== Task directions ==
Your task is to copy the listing exactly. Drop any pictures from the copy.

== Exercise material ==
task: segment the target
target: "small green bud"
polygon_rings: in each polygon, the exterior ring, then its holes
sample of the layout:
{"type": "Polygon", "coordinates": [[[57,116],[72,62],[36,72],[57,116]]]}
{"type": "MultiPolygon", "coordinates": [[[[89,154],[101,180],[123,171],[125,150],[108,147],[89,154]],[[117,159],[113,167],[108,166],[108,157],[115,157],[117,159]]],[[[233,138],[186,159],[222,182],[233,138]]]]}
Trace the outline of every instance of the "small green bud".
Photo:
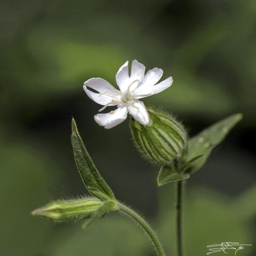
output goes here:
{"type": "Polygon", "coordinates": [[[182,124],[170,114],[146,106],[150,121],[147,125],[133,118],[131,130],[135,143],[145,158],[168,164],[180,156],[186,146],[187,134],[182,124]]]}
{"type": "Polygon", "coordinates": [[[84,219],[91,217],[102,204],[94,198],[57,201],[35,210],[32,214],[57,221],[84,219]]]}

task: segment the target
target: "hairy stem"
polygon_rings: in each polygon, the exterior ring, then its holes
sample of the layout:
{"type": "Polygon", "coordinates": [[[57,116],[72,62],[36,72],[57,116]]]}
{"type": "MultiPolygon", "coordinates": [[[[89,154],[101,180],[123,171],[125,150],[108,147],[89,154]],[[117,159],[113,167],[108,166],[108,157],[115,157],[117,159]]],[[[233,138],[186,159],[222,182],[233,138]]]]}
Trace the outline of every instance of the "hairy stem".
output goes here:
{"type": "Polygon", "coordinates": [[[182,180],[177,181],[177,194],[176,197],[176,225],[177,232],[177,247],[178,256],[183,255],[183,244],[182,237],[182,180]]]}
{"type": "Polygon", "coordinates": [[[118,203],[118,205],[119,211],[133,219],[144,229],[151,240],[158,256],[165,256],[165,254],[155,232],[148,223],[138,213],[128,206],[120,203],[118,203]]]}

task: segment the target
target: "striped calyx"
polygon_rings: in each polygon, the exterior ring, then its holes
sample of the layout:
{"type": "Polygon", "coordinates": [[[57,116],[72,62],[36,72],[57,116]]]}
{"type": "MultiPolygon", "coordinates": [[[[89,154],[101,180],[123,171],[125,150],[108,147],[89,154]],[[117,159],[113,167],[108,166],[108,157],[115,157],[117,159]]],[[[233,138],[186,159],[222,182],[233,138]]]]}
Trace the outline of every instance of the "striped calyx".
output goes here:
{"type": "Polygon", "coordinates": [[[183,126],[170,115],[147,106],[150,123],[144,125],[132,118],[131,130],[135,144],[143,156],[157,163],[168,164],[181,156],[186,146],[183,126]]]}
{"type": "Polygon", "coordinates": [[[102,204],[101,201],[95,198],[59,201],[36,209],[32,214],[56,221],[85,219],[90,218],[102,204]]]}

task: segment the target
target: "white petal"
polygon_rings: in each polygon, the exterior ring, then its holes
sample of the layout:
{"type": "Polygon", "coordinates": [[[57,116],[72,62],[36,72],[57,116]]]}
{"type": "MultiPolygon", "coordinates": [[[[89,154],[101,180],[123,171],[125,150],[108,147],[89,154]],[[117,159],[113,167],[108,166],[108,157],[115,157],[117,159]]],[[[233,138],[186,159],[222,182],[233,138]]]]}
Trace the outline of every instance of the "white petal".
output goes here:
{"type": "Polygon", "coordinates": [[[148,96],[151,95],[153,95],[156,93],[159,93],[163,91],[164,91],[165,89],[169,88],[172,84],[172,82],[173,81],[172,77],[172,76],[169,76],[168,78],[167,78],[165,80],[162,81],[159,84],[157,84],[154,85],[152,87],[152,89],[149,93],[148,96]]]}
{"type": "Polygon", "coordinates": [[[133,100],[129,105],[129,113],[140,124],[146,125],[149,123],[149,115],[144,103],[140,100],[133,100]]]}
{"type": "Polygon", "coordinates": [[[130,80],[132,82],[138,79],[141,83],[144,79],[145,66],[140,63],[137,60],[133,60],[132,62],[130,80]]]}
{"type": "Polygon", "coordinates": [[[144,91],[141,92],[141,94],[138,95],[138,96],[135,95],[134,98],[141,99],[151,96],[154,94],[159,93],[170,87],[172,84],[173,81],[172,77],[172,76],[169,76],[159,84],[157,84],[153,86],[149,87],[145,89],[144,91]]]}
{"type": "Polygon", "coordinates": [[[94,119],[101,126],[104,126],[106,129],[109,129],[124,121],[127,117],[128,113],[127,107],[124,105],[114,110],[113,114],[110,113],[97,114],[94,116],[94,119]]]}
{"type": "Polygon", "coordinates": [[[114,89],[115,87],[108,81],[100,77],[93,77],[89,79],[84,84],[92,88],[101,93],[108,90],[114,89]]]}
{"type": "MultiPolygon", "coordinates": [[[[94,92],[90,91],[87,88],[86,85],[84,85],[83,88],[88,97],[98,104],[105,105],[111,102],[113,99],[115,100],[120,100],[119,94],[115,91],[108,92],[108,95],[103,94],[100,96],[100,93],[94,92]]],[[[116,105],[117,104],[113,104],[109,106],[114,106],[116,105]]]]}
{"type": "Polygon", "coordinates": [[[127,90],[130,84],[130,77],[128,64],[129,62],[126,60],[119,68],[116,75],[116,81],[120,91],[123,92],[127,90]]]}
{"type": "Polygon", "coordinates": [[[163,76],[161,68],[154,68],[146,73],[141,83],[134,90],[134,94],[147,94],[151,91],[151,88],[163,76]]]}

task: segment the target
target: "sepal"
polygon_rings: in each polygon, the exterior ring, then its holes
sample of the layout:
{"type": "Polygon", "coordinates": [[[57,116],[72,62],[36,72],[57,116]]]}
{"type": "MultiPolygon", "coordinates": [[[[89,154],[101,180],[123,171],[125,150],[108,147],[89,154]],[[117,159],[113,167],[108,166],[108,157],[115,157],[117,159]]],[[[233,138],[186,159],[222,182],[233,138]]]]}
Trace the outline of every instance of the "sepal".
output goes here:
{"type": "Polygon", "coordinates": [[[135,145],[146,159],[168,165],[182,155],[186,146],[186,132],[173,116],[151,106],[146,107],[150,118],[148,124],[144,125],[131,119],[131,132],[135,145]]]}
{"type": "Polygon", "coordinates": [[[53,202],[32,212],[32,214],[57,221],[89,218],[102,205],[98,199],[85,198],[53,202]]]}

== Response below ==
task: segment the target
target: "small green bud"
polygon_rings: in each polygon, the exterior ring, then its holes
sample of the layout:
{"type": "Polygon", "coordinates": [[[57,116],[72,62],[36,72],[57,116]]]}
{"type": "MultiPolygon", "coordinates": [[[[89,154],[101,180],[123,171],[125,150],[108,147],[89,154]],[[117,159],[113,167],[108,166],[108,157],[115,157],[117,159]]],[[[233,138],[186,159],[222,182],[233,138]]]]}
Trace the outline of every instance of the "small green bud".
Photo:
output goes here:
{"type": "Polygon", "coordinates": [[[182,124],[170,114],[146,106],[150,121],[147,125],[133,118],[131,130],[135,143],[145,158],[168,164],[180,156],[186,146],[187,134],[182,124]]]}
{"type": "Polygon", "coordinates": [[[84,219],[91,217],[102,204],[94,198],[57,201],[35,210],[32,214],[57,221],[84,219]]]}

task: segment the target
target: "hairy stem"
polygon_rings: in each polygon, the exterior ring, then its holes
sample of the layout:
{"type": "Polygon", "coordinates": [[[57,116],[72,62],[36,72],[57,116]]]}
{"type": "MultiPolygon", "coordinates": [[[[89,154],[101,180],[123,171],[125,150],[108,147],[89,154]],[[117,159],[113,167],[108,166],[108,157],[115,157],[117,159]]],[[[233,138],[186,159],[222,182],[233,138]]]]}
Trace the outline of every instance of the "hairy stem".
output goes here:
{"type": "Polygon", "coordinates": [[[182,180],[177,181],[177,194],[176,197],[176,225],[177,232],[177,247],[178,256],[183,255],[183,244],[182,237],[182,180]]]}
{"type": "Polygon", "coordinates": [[[118,203],[118,205],[119,211],[133,219],[144,229],[151,240],[158,256],[165,256],[165,254],[155,232],[148,223],[138,213],[128,206],[120,203],[118,203]]]}

task: segment the target
target: "striped calyx"
polygon_rings: in each polygon, the exterior ring, then its holes
sample of the layout:
{"type": "Polygon", "coordinates": [[[57,116],[72,62],[36,72],[57,116]]]}
{"type": "MultiPolygon", "coordinates": [[[[89,154],[101,180],[123,171],[125,150],[108,147],[89,154]],[[117,159],[113,167],[108,166],[108,157],[115,157],[117,159]]],[[[233,138],[186,159],[222,182],[233,138]]]]}
Trace the outline of every instance of the "striped calyx".
output goes here:
{"type": "Polygon", "coordinates": [[[183,126],[170,115],[147,106],[150,123],[144,125],[132,118],[131,130],[135,144],[143,156],[157,163],[168,164],[181,156],[186,146],[183,126]]]}
{"type": "Polygon", "coordinates": [[[102,204],[101,201],[95,198],[59,201],[36,209],[32,214],[56,221],[85,219],[90,218],[102,204]]]}

task: segment the target
target: "white petal"
polygon_rings: in each polygon, the exterior ring, then its holes
sample of the layout:
{"type": "Polygon", "coordinates": [[[57,116],[72,62],[36,72],[57,116]]]}
{"type": "MultiPolygon", "coordinates": [[[[89,154],[101,180],[123,171],[125,150],[108,147],[89,154]],[[117,159],[113,167],[108,166],[108,157],[115,157],[117,159]]],[[[233,138],[186,159],[222,182],[233,138]]]]}
Trace the outline of every instance of the "white petal".
output goes here:
{"type": "Polygon", "coordinates": [[[148,96],[151,95],[153,95],[156,93],[159,93],[163,91],[164,91],[165,89],[169,88],[172,84],[172,82],[173,81],[172,77],[172,76],[169,76],[168,78],[167,78],[165,80],[162,81],[159,84],[157,84],[154,85],[152,87],[152,89],[149,93],[148,96]]]}
{"type": "Polygon", "coordinates": [[[133,100],[129,105],[129,113],[140,124],[146,125],[149,123],[149,115],[144,103],[140,100],[133,100]]]}
{"type": "Polygon", "coordinates": [[[130,80],[132,82],[138,79],[141,83],[144,79],[145,66],[140,63],[137,60],[133,60],[132,62],[130,80]]]}
{"type": "Polygon", "coordinates": [[[144,91],[141,92],[141,94],[138,95],[138,96],[135,95],[134,98],[141,99],[151,96],[154,94],[159,93],[170,87],[172,84],[173,81],[172,77],[172,76],[169,76],[159,84],[157,84],[153,86],[149,87],[145,89],[144,91]]]}
{"type": "Polygon", "coordinates": [[[94,119],[101,126],[104,126],[106,129],[109,129],[124,121],[127,117],[128,113],[127,107],[124,105],[114,110],[113,114],[110,113],[97,114],[94,116],[94,119]]]}
{"type": "Polygon", "coordinates": [[[114,89],[115,87],[108,81],[100,77],[93,77],[89,79],[84,84],[92,88],[101,93],[108,90],[114,89]]]}
{"type": "MultiPolygon", "coordinates": [[[[94,92],[90,91],[87,88],[86,85],[84,85],[83,88],[88,97],[98,104],[105,105],[111,102],[113,99],[115,100],[120,100],[119,94],[115,91],[108,92],[108,95],[103,94],[100,96],[100,93],[94,92]]],[[[116,105],[117,104],[113,104],[109,106],[114,106],[116,105]]]]}
{"type": "Polygon", "coordinates": [[[127,90],[130,84],[130,77],[128,64],[129,62],[126,60],[119,68],[116,75],[116,81],[120,91],[123,92],[127,90]]]}
{"type": "Polygon", "coordinates": [[[163,76],[161,68],[154,68],[146,73],[141,83],[134,90],[134,94],[147,94],[151,91],[151,88],[163,76]]]}

task: segment the target
target: "sepal"
polygon_rings: in each polygon, the exterior ring, then its holes
sample of the layout:
{"type": "Polygon", "coordinates": [[[57,116],[72,62],[36,72],[57,116]]]}
{"type": "MultiPolygon", "coordinates": [[[[89,154],[101,180],[123,171],[125,150],[108,147],[89,154]],[[117,159],[113,167],[108,166],[108,157],[115,157],[117,159]]],[[[233,138],[186,159],[222,182],[233,138]]]]}
Trace the outline of every instance of the "sepal".
output goes here:
{"type": "Polygon", "coordinates": [[[135,145],[146,159],[168,165],[182,155],[186,146],[186,132],[173,116],[151,106],[146,107],[150,118],[148,124],[144,125],[131,119],[131,132],[135,145]]]}
{"type": "Polygon", "coordinates": [[[53,202],[32,212],[32,214],[57,221],[89,218],[102,205],[98,199],[85,198],[53,202]]]}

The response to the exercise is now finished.